[Segmentation data]
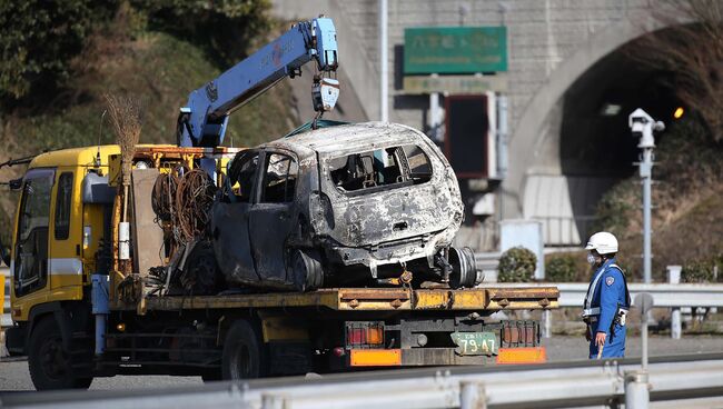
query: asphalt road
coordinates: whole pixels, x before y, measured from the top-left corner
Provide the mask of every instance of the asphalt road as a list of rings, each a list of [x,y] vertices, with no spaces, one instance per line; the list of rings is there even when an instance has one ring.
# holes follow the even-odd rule
[[[587,343],[582,337],[553,337],[546,339],[544,343],[549,361],[577,360],[587,357]],[[652,337],[650,351],[651,356],[721,352],[723,351],[723,337],[691,336],[681,340]],[[626,356],[640,357],[640,338],[628,338]],[[200,377],[119,376],[113,378],[97,378],[93,380],[90,389],[140,389],[200,383],[202,383]],[[0,392],[32,389],[27,361],[0,359]]]

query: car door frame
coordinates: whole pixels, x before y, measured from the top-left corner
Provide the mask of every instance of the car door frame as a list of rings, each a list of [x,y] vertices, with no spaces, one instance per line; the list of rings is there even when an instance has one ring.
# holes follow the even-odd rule
[[[254,205],[250,209],[249,217],[249,236],[251,238],[251,255],[254,257],[256,271],[264,281],[270,285],[280,285],[284,287],[293,286],[293,280],[288,277],[287,265],[289,258],[289,250],[287,242],[289,237],[294,235],[296,225],[298,223],[299,212],[296,207],[296,193],[299,188],[299,180],[301,179],[301,168],[299,166],[299,158],[296,152],[291,150],[281,149],[278,147],[266,148],[263,150],[261,169],[256,179],[257,189],[255,191]],[[294,194],[290,201],[286,202],[264,202],[264,182],[268,169],[268,160],[273,154],[281,154],[291,158],[297,166],[297,177],[294,186]],[[285,227],[281,230],[269,228],[267,221],[275,221],[279,217]],[[285,221],[284,221],[285,220]],[[257,226],[256,221],[264,223],[264,229]],[[260,235],[260,231],[265,231]],[[270,237],[270,232],[275,232],[276,240]],[[259,235],[255,235],[259,233]],[[271,245],[269,245],[269,242]],[[267,245],[264,246],[263,243]],[[271,246],[269,248],[268,246]],[[269,257],[270,253],[270,257]],[[269,262],[271,261],[271,262]]]

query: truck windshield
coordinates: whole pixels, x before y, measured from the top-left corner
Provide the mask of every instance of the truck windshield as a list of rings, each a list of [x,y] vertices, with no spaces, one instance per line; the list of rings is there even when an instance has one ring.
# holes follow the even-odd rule
[[[337,157],[327,167],[331,182],[343,192],[418,184],[432,178],[429,158],[416,144]]]

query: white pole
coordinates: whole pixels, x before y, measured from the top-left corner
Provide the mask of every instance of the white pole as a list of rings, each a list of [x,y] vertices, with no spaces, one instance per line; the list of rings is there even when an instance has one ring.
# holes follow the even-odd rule
[[[670,285],[680,285],[681,283],[681,266],[667,266],[667,283]],[[673,307],[671,308],[671,338],[681,339],[683,326],[681,325],[681,308]]]
[[[439,141],[439,93],[429,93],[429,136],[432,140]]]
[[[651,179],[653,170],[653,148],[643,149],[641,178],[643,178],[643,278],[646,285],[652,281],[651,251]]]
[[[387,39],[387,0],[379,0],[379,110],[382,122],[389,121],[389,47]]]

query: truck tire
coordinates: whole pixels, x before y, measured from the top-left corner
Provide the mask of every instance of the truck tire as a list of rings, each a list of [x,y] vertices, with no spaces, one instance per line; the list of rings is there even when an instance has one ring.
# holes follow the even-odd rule
[[[246,320],[239,319],[228,332],[221,356],[221,377],[254,379],[266,373],[266,353],[258,331]]]
[[[457,249],[449,248],[449,265],[452,273],[449,275],[449,287],[473,288],[477,283],[477,266],[475,263],[475,253],[468,247]]]
[[[92,382],[92,377],[73,373],[60,328],[52,317],[43,318],[30,335],[28,369],[37,390],[88,389]]]
[[[324,285],[321,257],[316,251],[295,250],[291,256],[291,273],[296,289],[305,292]]]

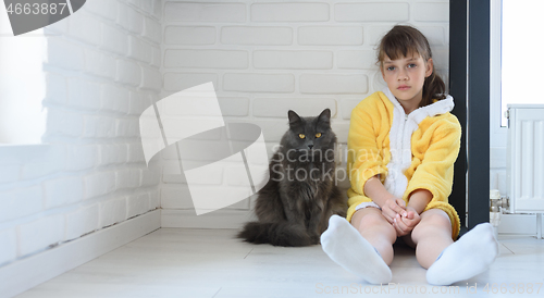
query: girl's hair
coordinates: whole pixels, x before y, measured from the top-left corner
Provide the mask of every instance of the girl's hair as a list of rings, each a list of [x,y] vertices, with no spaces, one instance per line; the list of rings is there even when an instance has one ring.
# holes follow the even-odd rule
[[[423,61],[429,61],[433,57],[431,47],[425,36],[418,29],[411,26],[394,26],[380,42],[378,51],[378,61],[380,69],[383,67],[385,55],[391,60],[419,54]],[[423,99],[419,107],[425,107],[433,103],[433,99],[444,99],[446,92],[446,85],[440,76],[436,75],[433,64],[433,73],[425,78],[423,84]]]

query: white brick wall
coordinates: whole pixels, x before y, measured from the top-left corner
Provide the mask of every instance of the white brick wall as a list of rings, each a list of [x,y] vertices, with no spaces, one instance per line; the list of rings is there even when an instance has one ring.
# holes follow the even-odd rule
[[[426,34],[447,74],[447,3],[87,1],[45,30],[48,145],[0,156],[0,265],[159,206],[193,209],[183,175],[146,166],[138,137],[139,114],[170,94],[212,82],[225,120],[259,125],[269,150],[287,110],[330,108],[345,142],[350,110],[383,87],[374,48],[393,25]]]
[[[212,82],[225,120],[259,125],[269,149],[288,128],[288,110],[311,116],[329,108],[345,144],[351,109],[384,87],[375,45],[393,25],[410,23],[426,34],[447,74],[448,7],[447,0],[166,0],[163,96]],[[193,209],[171,149],[163,154],[161,206]],[[228,171],[202,179],[228,185]]]
[[[138,116],[163,85],[162,4],[91,0],[45,28],[44,145],[0,147],[0,266],[159,207]]]

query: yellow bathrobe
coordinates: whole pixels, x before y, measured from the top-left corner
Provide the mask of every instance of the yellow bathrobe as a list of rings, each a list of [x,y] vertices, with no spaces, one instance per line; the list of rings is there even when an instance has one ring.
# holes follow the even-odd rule
[[[406,115],[388,88],[357,104],[347,140],[348,221],[358,204],[372,201],[364,184],[380,174],[385,188],[406,203],[416,189],[431,191],[424,211],[444,210],[452,221],[452,238],[457,238],[459,215],[447,202],[461,137],[459,121],[449,113],[453,108],[454,99],[447,96]]]

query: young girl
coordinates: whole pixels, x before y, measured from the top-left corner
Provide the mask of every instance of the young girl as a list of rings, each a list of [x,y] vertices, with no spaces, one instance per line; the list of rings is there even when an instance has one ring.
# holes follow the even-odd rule
[[[331,218],[323,250],[372,284],[391,281],[397,237],[416,247],[430,284],[482,273],[498,244],[489,223],[454,243],[460,221],[447,198],[461,127],[449,113],[454,99],[444,95],[429,41],[413,27],[395,26],[383,37],[378,60],[387,88],[351,112],[347,221]]]

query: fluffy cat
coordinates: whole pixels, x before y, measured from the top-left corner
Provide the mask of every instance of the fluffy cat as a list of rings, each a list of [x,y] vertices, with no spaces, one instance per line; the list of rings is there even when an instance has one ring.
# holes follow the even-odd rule
[[[270,179],[258,193],[258,221],[238,234],[248,243],[316,245],[331,215],[346,215],[345,197],[335,184],[331,110],[317,117],[288,111],[288,119],[289,129],[269,164]]]

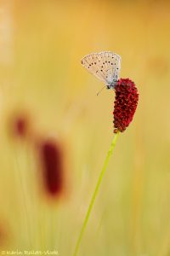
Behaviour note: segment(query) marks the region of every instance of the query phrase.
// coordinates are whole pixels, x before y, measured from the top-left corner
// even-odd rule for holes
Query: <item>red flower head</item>
[[[60,145],[55,141],[42,141],[40,148],[42,174],[47,191],[60,195],[63,189],[63,158]]]
[[[129,79],[121,79],[115,86],[116,100],[114,102],[114,132],[122,132],[133,120],[138,101],[137,88]]]

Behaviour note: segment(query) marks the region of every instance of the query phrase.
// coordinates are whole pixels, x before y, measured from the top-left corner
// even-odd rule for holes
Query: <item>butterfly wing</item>
[[[106,84],[119,79],[121,57],[115,53],[110,51],[93,53],[84,56],[82,64],[89,73]]]

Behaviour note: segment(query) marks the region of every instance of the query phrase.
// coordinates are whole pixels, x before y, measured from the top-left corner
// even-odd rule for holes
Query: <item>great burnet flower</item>
[[[138,90],[129,79],[121,79],[115,86],[114,132],[122,132],[133,120],[139,101]]]
[[[51,195],[60,195],[63,189],[63,157],[60,145],[52,140],[40,144],[42,177],[46,190]]]

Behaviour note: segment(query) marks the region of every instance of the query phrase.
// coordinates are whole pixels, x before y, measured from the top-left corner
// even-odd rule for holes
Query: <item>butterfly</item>
[[[102,80],[107,89],[114,89],[119,79],[121,56],[110,51],[92,53],[82,60],[89,73]]]

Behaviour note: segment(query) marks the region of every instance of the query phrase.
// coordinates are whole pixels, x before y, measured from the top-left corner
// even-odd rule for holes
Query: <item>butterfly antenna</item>
[[[104,87],[102,87],[99,91],[98,91],[97,96],[99,96],[99,94],[103,90],[103,89],[105,87],[106,85],[105,85]]]

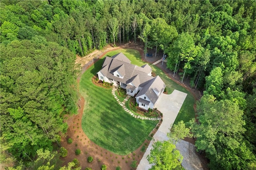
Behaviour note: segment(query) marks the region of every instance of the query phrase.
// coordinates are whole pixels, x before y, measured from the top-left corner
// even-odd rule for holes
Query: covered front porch
[[[138,106],[139,107],[145,110],[148,109],[148,106],[150,102],[143,99],[140,98],[138,100]]]

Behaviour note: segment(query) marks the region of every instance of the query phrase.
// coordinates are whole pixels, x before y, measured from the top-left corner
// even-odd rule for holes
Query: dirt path
[[[142,59],[150,63],[153,63],[159,59],[156,58],[156,57],[152,57],[151,59],[148,59],[147,57],[146,59],[144,58],[143,47],[138,46],[133,43],[129,42],[129,43],[118,47],[113,47],[108,45],[102,51],[96,50],[83,57],[80,57],[77,56],[76,63],[81,65],[82,75],[88,68],[92,65],[94,62],[96,62],[98,59],[103,57],[107,52],[122,48],[134,49],[139,51],[141,56],[142,56]],[[157,65],[157,66],[159,67]],[[160,68],[161,68],[161,67]],[[172,78],[170,76],[171,73],[170,72],[168,73],[168,69],[164,69],[164,67],[162,68],[166,73]],[[78,84],[80,78],[80,76],[78,76]],[[174,79],[173,78],[172,79]],[[181,84],[177,80],[174,79],[174,80]],[[195,99],[199,98],[200,96],[198,96],[198,98],[197,95],[195,94],[196,93],[194,93],[194,91],[191,91],[191,89],[188,86],[186,86],[185,84],[182,84],[181,85],[183,85],[190,91],[191,91],[192,94],[194,94],[193,95]],[[142,152],[140,151],[141,147],[144,145],[146,145],[147,146],[149,144],[150,141],[147,140],[145,140],[143,144],[134,152],[125,156],[120,156],[114,154],[96,145],[88,138],[82,128],[82,118],[85,102],[86,101],[84,101],[84,98],[81,96],[79,100],[79,103],[78,103],[78,105],[80,107],[78,110],[78,114],[76,115],[72,115],[66,117],[66,122],[68,125],[68,128],[66,133],[66,136],[62,138],[61,144],[62,146],[64,147],[68,150],[68,154],[66,157],[62,159],[64,161],[62,166],[66,165],[67,166],[68,163],[72,161],[75,158],[77,158],[79,161],[80,165],[82,167],[82,169],[84,169],[87,167],[90,167],[93,170],[100,169],[101,166],[105,164],[107,166],[108,169],[114,170],[116,169],[116,167],[119,166],[121,167],[121,169],[123,170],[130,170],[131,169],[130,165],[134,160],[137,161],[138,165],[144,154],[144,152]],[[156,131],[156,130],[155,129],[153,132],[154,134]],[[72,144],[68,144],[67,143],[67,140],[69,138],[70,138],[73,140],[73,142]],[[189,139],[188,140],[190,140]],[[192,142],[193,142],[192,141]],[[79,149],[81,151],[81,154],[79,155],[75,154],[75,152],[76,149]],[[88,163],[87,161],[87,158],[89,156],[92,156],[94,158],[93,161],[90,163]]]

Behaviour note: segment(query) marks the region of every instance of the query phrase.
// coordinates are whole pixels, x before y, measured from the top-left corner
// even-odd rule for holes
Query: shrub
[[[102,166],[101,166],[101,168],[100,168],[100,169],[101,170],[106,170],[107,166],[106,166],[106,165],[102,165]]]
[[[132,168],[136,168],[137,167],[137,161],[134,160],[131,164],[131,167]]]
[[[146,146],[145,145],[142,146],[142,147],[141,147],[141,149],[140,149],[140,151],[143,152],[145,152],[146,150]]]
[[[76,155],[80,155],[80,153],[81,153],[80,150],[79,149],[76,149]]]
[[[72,143],[72,142],[73,140],[72,140],[72,139],[70,138],[68,138],[68,143],[70,144],[71,143]]]
[[[147,138],[147,139],[148,139],[148,140],[152,140],[153,139],[153,137],[148,136]]]
[[[89,163],[91,163],[93,160],[93,158],[92,156],[89,156],[87,158],[87,162]]]
[[[66,157],[68,155],[68,150],[64,147],[62,147],[60,148],[60,154],[61,156]]]
[[[72,162],[75,164],[75,165],[74,165],[74,166],[72,168],[76,168],[80,166],[80,163],[79,163],[79,161],[78,161],[78,160],[76,158],[73,159],[73,161]]]

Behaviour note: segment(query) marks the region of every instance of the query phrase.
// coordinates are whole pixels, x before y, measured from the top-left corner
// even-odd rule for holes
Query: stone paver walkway
[[[114,96],[114,98],[116,100],[116,101],[122,107],[124,110],[125,111],[126,111],[128,113],[130,114],[131,116],[134,118],[136,119],[140,119],[142,120],[149,120],[149,121],[160,121],[161,120],[161,117],[154,117],[152,118],[150,118],[148,117],[144,117],[142,115],[135,115],[134,113],[133,113],[131,111],[129,110],[126,106],[125,106],[125,103],[126,101],[128,101],[128,100],[131,97],[131,96],[129,95],[128,95],[124,99],[124,101],[121,101],[118,99],[116,95],[116,93],[115,93],[115,91],[117,89],[117,87],[115,86],[113,86],[113,89],[112,89],[112,94]]]
[[[176,90],[170,95],[161,95],[156,107],[163,114],[163,122],[154,135],[154,141],[150,141],[138,166],[137,170],[147,170],[152,167],[152,164],[149,164],[146,157],[150,154],[150,150],[153,148],[152,145],[155,141],[168,140],[167,133],[169,132],[171,125],[174,122],[186,96],[186,93]]]

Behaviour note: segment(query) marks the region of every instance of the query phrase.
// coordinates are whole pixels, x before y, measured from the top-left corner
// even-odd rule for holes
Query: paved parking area
[[[155,141],[168,140],[167,133],[170,131],[171,125],[174,123],[186,96],[186,93],[176,90],[174,90],[171,94],[161,95],[156,105],[156,108],[163,114],[163,122],[154,136]],[[138,166],[137,170],[146,170],[151,168],[152,165],[149,164],[146,157],[150,154],[152,145],[155,141],[150,142]]]

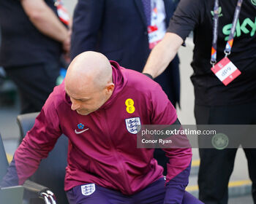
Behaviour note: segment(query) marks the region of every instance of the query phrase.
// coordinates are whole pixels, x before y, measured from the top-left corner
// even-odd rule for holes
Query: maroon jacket
[[[65,190],[95,183],[132,195],[163,176],[162,168],[153,158],[154,149],[137,148],[132,122],[170,125],[177,119],[176,110],[157,83],[116,62],[111,64],[113,95],[87,116],[71,110],[64,82],[54,89],[15,154],[20,184],[34,173],[62,133],[69,140]],[[128,104],[129,98],[133,105]],[[169,181],[189,166],[192,153],[191,149],[165,151],[170,159]],[[189,173],[181,175],[187,180]]]

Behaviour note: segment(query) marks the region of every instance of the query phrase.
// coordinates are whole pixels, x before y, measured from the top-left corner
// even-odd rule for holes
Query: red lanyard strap
[[[224,52],[226,57],[230,54],[233,42],[234,40],[234,35],[237,21],[239,17],[241,7],[242,6],[243,0],[238,0],[237,5],[235,10],[234,17],[232,23],[232,28],[230,34],[228,37],[227,42],[226,44]],[[217,39],[218,39],[218,27],[219,27],[219,0],[214,1],[214,26],[213,26],[213,41],[211,47],[211,64],[214,65],[217,63]]]

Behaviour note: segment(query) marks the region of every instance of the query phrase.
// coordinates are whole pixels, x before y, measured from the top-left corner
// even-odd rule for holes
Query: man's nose
[[[75,111],[77,110],[78,108],[80,107],[80,105],[78,103],[75,102],[75,101],[72,101],[72,105],[71,105],[71,109],[72,111]]]

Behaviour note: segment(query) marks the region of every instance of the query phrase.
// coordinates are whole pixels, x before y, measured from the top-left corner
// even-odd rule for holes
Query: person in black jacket
[[[0,66],[18,87],[21,114],[39,111],[69,52],[68,17],[60,0],[1,0]],[[60,13],[60,12],[59,12]]]

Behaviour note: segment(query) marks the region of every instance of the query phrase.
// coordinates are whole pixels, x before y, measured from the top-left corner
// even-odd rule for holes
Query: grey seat
[[[0,134],[0,183],[7,172],[8,166],[9,164],[7,157],[6,155],[3,141]],[[13,187],[3,188],[2,189],[4,190],[4,189],[5,193],[9,194],[9,196],[12,196],[12,193],[13,193],[13,192],[15,192],[15,190],[18,189],[20,187],[17,186]],[[37,200],[38,203],[56,203],[55,200],[55,195],[51,191],[50,191],[48,187],[39,185],[38,184],[29,180],[25,182],[22,187],[25,189],[23,197],[24,200],[29,200],[29,202],[31,200]],[[23,190],[22,192],[17,191],[17,192],[22,193]],[[6,195],[4,194],[2,195]],[[12,197],[15,197],[15,195],[14,195]],[[4,198],[0,197],[0,201],[4,202],[4,203],[10,203],[10,200],[2,200],[2,199],[8,199],[8,196],[6,196],[6,197],[4,197]],[[22,197],[20,197],[20,199],[22,199]]]
[[[20,128],[20,138],[23,138],[26,133],[34,124],[39,112],[18,115],[17,122]],[[49,187],[55,194],[58,203],[68,204],[64,190],[65,170],[67,165],[68,139],[62,135],[58,140],[53,149],[46,159],[42,160],[36,173],[30,178],[31,181]]]

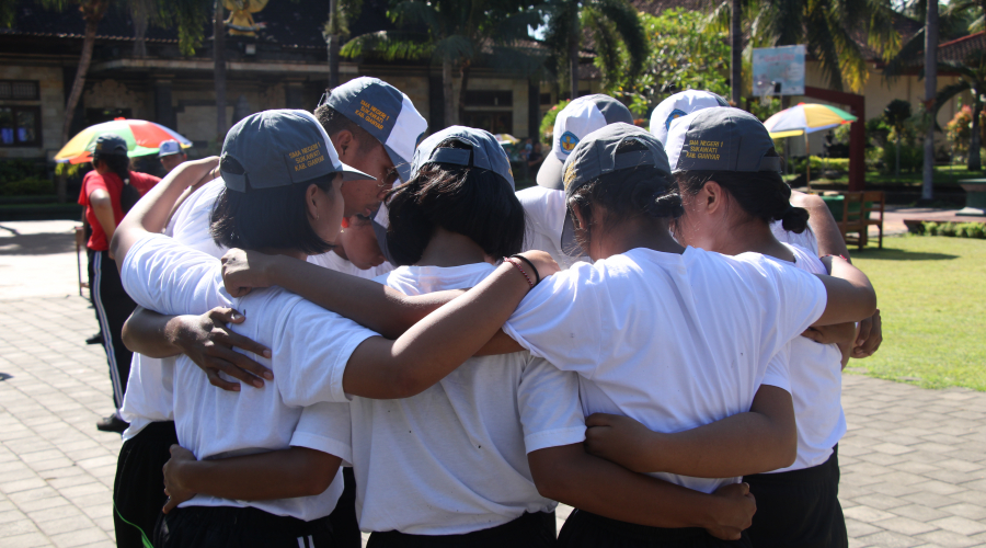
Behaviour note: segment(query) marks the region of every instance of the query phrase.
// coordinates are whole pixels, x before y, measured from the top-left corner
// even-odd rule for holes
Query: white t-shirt
[[[213,240],[209,232],[209,217],[223,187],[222,179],[215,179],[188,196],[171,217],[164,233],[190,248],[217,259],[221,258],[227,249]],[[385,262],[374,269],[362,271],[333,251],[310,255],[308,262],[365,278],[372,278],[393,270],[390,263]],[[158,359],[134,354],[127,392],[121,407],[121,415],[130,423],[124,432],[124,441],[136,436],[152,422],[174,420],[172,396],[174,362],[174,357]]]
[[[420,295],[473,287],[494,270],[401,266],[378,281]],[[577,377],[529,352],[474,357],[412,398],[351,406],[366,532],[455,535],[550,512],[527,454],[585,441]]]
[[[814,253],[815,256],[818,256],[818,241],[815,239],[815,233],[812,232],[811,228],[805,228],[804,232],[799,235],[784,230],[783,221],[775,220],[770,224],[770,231],[773,232],[773,237],[777,238],[779,242],[801,246]]]
[[[524,206],[524,251],[536,249],[550,253],[562,270],[578,261],[591,261],[587,256],[569,256],[561,250],[566,210],[563,191],[535,185],[519,191],[517,199]]]
[[[188,196],[164,228],[164,233],[175,241],[197,249],[216,259],[226,253],[213,241],[209,233],[209,215],[216,197],[222,191],[221,179],[209,181]],[[172,379],[174,357],[162,359],[134,353],[127,391],[119,414],[130,423],[124,432],[124,441],[140,433],[148,424],[158,421],[173,421]]]
[[[296,445],[352,460],[342,375],[353,351],[376,333],[279,287],[234,299],[222,286],[217,259],[163,235],[148,235],[130,248],[121,279],[138,305],[164,315],[236,308],[246,321],[230,328],[273,353],[271,359],[250,357],[271,368],[274,381],[262,389],[244,385],[239,392],[217,389],[187,356],[179,356],[174,422],[183,447],[207,459]],[[301,421],[302,414],[318,418]],[[310,521],[329,515],[341,493],[336,476],[316,496],[244,502],[196,495],[182,506],[253,506]]]
[[[828,274],[817,254],[786,244],[795,256],[794,266],[812,274]],[[790,263],[784,263],[790,264]],[[842,413],[842,353],[836,344],[818,344],[804,336],[789,343],[791,397],[798,419],[798,458],[788,468],[818,466],[846,434]]]
[[[339,256],[335,251],[322,253],[321,255],[309,255],[308,262],[318,264],[323,269],[342,272],[343,274],[349,274],[351,276],[362,277],[366,279],[372,279],[393,270],[393,265],[387,261],[383,261],[378,266],[371,266],[365,271],[359,270],[348,260]]]
[[[578,373],[586,415],[675,433],[748,411],[768,363],[826,300],[815,276],[756,253],[633,249],[547,278],[504,330]],[[738,481],[654,476],[706,493]]]

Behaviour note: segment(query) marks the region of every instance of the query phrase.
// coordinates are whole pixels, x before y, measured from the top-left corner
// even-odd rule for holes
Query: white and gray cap
[[[226,187],[249,192],[342,173],[343,181],[375,178],[339,160],[321,124],[308,111],[276,110],[238,122],[222,142],[219,171]]]
[[[359,77],[333,88],[319,106],[329,105],[342,113],[383,145],[401,181],[411,179],[414,148],[428,129],[411,99],[393,85],[369,77]]]
[[[471,150],[463,148],[440,147],[443,142],[457,140],[468,145]],[[414,160],[411,162],[410,178],[414,179],[424,165],[429,163],[447,163],[466,168],[479,168],[498,175],[504,184],[514,186],[514,173],[511,171],[511,159],[503,147],[496,142],[496,138],[490,132],[466,126],[450,126],[431,135],[421,141],[414,151]],[[388,261],[393,262],[390,250],[387,247],[387,228],[390,225],[387,204],[380,206],[374,217],[374,232],[380,251]]]
[[[641,150],[620,151],[620,145],[634,141]],[[631,124],[609,124],[586,135],[575,147],[564,165],[565,198],[586,183],[615,171],[650,165],[674,184],[664,146],[646,129]],[[571,256],[583,254],[575,241],[575,226],[572,212],[565,213],[565,225],[561,238],[562,251]]]
[[[651,113],[651,133],[657,136],[657,140],[666,144],[667,130],[675,119],[702,109],[729,105],[725,99],[711,91],[687,90],[675,93]]]
[[[665,148],[673,173],[782,168],[767,128],[756,116],[740,109],[704,109],[675,119]]]
[[[551,152],[538,170],[538,185],[560,191],[562,164],[586,135],[608,124],[633,124],[633,115],[623,103],[609,95],[584,95],[562,109],[554,118]]]

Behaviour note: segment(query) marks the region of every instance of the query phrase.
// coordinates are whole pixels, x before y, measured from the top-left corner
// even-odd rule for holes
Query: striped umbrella
[[[770,132],[771,138],[780,139],[832,129],[856,119],[856,116],[835,106],[799,103],[770,116],[764,125]]]
[[[156,155],[161,142],[170,139],[179,141],[182,148],[192,146],[191,140],[174,129],[160,124],[145,119],[116,118],[112,122],[89,126],[79,132],[55,155],[55,161],[69,163],[91,162],[96,137],[103,134],[117,135],[127,141],[127,156],[130,158]]]

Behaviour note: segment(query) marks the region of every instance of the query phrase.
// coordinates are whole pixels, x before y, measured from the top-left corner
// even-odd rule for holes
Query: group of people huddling
[[[754,116],[655,118],[573,101],[515,193],[492,135],[357,78],[171,172],[111,246],[119,545],[847,546],[874,290]]]

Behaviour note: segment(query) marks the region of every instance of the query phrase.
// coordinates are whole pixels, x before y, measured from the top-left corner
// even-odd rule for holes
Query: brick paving
[[[32,230],[0,229],[11,225]],[[0,546],[111,547],[121,442],[95,430],[111,386],[102,347],[83,342],[96,323],[73,286],[74,253],[59,243],[36,256],[5,238],[0,230],[0,267],[10,266],[0,269]],[[844,389],[849,545],[986,546],[986,393],[858,375]],[[569,512],[559,509],[559,525]]]

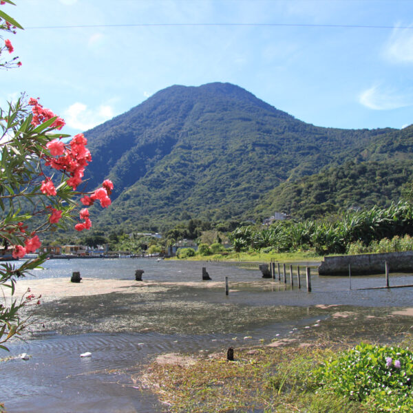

● AIM: Extract each line of the data above that contains the string "door", and copy every such line in full.

● COMPLETE OUTPUT:
query: car door frame
Provide the mask of every instance of the car door frame as a list of rings, each a list of [x,y] vertices, with no spaces, one instance per line; the list of rings is there even when an instance has one ring.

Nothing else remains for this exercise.